- **Requirement**: I need each line of the entries below that includes the string "grey".

━━━ Working data ━━━

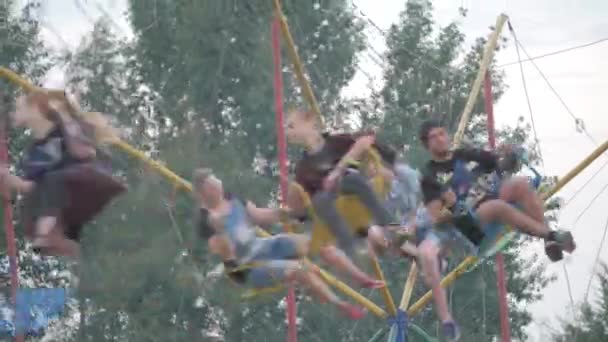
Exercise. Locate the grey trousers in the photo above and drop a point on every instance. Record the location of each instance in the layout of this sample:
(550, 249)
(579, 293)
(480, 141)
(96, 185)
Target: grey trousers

━━━

- **Exercise output**:
Exercise. Locate the grey trousers in the photo above and drop a point on every instance. Record the location of each instance in the layout of this sample:
Target: grey trousers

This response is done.